WORK REQUIRED: In the records below, find the line that contains "point(264, 190)" and the line that contains "point(356, 748)", then retype exactly those two lines and every line between them.

EXERCISE INPUT:
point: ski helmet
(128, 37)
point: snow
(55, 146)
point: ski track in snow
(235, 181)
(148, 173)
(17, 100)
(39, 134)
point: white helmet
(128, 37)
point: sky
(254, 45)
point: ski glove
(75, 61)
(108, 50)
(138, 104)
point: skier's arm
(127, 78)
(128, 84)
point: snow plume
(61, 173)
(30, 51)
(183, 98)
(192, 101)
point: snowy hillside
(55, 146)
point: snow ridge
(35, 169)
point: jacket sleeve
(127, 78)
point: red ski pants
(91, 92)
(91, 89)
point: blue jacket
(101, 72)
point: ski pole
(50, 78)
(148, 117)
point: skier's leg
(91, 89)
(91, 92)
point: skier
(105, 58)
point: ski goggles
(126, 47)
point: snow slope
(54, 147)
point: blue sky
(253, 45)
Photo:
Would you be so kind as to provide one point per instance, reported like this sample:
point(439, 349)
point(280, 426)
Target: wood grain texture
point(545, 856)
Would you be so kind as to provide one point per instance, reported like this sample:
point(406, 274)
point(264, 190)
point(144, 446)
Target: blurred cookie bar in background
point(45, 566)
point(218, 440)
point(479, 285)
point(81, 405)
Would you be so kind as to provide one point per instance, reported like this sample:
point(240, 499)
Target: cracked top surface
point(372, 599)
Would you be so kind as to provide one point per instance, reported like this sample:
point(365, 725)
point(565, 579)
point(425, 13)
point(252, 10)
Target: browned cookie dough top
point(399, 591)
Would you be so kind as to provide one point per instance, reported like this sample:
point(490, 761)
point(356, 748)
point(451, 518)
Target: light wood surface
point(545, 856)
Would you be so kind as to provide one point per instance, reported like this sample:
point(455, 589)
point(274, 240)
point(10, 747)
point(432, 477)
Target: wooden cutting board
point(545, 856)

EXERCISE SOLUTION:
point(264, 190)
point(144, 446)
Target: blurred cookie bar in background
point(45, 566)
point(218, 440)
point(479, 285)
point(81, 405)
Would you be so kind as to provide one point per instance, reported like this sample:
point(240, 499)
Target: cracked top surface
point(372, 599)
Would you be so kind as to provide one point per instance, reported like this sample:
point(365, 725)
point(565, 579)
point(425, 13)
point(252, 10)
Target: browned cookie dough top
point(399, 591)
Would you be so kind as to provide one point per instance, reported like this sample:
point(490, 761)
point(356, 748)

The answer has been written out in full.